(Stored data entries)
#####
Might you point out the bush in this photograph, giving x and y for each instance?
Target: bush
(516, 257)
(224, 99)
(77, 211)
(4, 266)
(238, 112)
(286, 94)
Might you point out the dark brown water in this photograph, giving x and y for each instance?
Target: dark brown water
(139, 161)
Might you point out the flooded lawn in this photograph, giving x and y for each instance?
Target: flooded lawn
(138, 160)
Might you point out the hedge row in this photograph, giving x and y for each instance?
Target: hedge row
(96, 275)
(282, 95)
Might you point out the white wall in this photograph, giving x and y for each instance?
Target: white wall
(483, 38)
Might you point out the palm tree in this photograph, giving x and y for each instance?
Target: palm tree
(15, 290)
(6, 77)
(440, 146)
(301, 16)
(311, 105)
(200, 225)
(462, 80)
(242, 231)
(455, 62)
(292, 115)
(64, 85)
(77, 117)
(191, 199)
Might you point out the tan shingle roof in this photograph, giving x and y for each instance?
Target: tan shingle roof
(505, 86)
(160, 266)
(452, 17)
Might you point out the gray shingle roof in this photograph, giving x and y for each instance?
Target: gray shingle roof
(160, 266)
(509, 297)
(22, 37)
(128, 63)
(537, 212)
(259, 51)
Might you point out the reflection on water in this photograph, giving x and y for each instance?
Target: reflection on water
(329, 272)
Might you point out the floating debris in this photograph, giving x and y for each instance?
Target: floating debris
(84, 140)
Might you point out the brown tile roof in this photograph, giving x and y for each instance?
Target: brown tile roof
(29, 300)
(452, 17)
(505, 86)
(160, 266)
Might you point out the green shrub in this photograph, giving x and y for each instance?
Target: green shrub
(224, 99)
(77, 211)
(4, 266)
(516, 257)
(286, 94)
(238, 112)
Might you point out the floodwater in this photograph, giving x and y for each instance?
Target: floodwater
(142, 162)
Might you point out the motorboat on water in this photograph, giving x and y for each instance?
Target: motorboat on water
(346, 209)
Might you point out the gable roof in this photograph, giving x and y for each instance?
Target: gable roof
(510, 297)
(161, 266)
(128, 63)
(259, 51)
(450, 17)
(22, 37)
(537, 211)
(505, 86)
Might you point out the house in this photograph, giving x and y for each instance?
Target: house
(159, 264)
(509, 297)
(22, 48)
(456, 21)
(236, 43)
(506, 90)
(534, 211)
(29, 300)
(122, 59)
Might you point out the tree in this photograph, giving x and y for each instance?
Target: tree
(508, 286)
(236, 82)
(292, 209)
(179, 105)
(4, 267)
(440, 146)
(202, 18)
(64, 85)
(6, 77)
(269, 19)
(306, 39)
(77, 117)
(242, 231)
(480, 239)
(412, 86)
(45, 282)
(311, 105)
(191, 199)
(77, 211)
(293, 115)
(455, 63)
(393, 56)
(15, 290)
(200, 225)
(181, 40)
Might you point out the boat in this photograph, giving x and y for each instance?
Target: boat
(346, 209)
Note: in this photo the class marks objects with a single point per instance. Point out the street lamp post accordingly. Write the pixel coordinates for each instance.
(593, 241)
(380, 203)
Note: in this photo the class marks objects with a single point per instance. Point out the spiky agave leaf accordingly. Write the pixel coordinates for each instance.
#####
- What you are asked to do -
What is needed here is an exact reproduction of all the entries.

- Task answer -
Might you point out the bush in this photograph, giving x and y for each instance?
Target: bush
(516, 257)
(224, 99)
(77, 211)
(4, 266)
(238, 112)
(286, 94)
Might you point out the dark brown water in this photograph, giving x and y for each instance?
Target: dark brown water
(139, 161)
Might you point out the flooded lawn in this photograph, giving x and y for each instance?
Target: flooded lawn
(138, 160)
Might you point out the hedge row in this photograph, giving x and y for each instance?
Target: hedge row
(96, 275)
(282, 95)
Might you point out the white wall in this photograph, giving x and y for each instance?
Target: white wall
(483, 38)
Might you point out the palm tree in this photograph, giving x and y for each instance?
Target: palm tree
(15, 290)
(6, 77)
(440, 146)
(301, 16)
(311, 105)
(200, 225)
(462, 80)
(242, 231)
(455, 62)
(292, 115)
(64, 85)
(77, 117)
(191, 199)
Might you point out the tan shingle roof in this photograph, giving x and y for each instance?
Target: tan shingle roof
(505, 86)
(160, 266)
(452, 17)
Might you point out the gray shingle roof in this photograph, giving x and y for each instance?
Target: gray shingle roof
(160, 266)
(509, 297)
(22, 37)
(128, 63)
(537, 212)
(259, 51)
Might you point out the reflection on water in this photograph, giving x and y for each instance?
Target: reflection on water
(329, 272)
Might you point out the floating debris in this photograph, giving x and y for each instance?
Target: floating debris
(84, 140)
Might you point out the brown tile roof in this photograph, giving x and y for each instance?
Target: brown tile roof
(29, 300)
(452, 17)
(505, 86)
(160, 266)
Might you point out the green shrub in this photograph, giving x and y for each instance?
Target: green shrub
(224, 99)
(77, 211)
(4, 266)
(516, 257)
(286, 94)
(238, 112)
Might you point out the floodwater in this photograph, giving x and y for each instance?
Target: floodwater
(142, 162)
Might you point out the motorboat on water in this photograph, giving x and y for each instance?
Target: motorboat on water
(346, 209)
Might you point out the gable roof in this photograph, giving x and y for each instance?
Target: gable roof
(510, 297)
(161, 266)
(128, 63)
(259, 51)
(450, 17)
(22, 37)
(537, 211)
(505, 86)
Might you point out the house in this photograph, giving x and y for each instance?
Target: house
(159, 264)
(509, 297)
(22, 48)
(456, 21)
(236, 43)
(506, 90)
(534, 211)
(29, 300)
(122, 59)
Might you point out the tree in this photograph, giving x and y for each instance?
Target: tree
(508, 286)
(236, 82)
(292, 209)
(179, 105)
(4, 267)
(440, 146)
(202, 18)
(64, 85)
(6, 77)
(269, 19)
(306, 39)
(77, 117)
(242, 231)
(480, 239)
(412, 86)
(45, 282)
(311, 105)
(191, 199)
(77, 211)
(293, 115)
(455, 63)
(393, 56)
(15, 290)
(200, 225)
(181, 40)
Might you point out the boat in this photograph, giving x and y for each instance?
Target: boat
(346, 209)
Note: in this photo the class marks objects with a single point per instance. Point out the street lamp post accordingly. Write the pixel coordinates for each instance.
(593, 241)
(380, 203)
Note: in this photo the class marks objects with a single point per instance. Point out the spiky agave leaf accordingly. Write the pixel coordinates for each instance.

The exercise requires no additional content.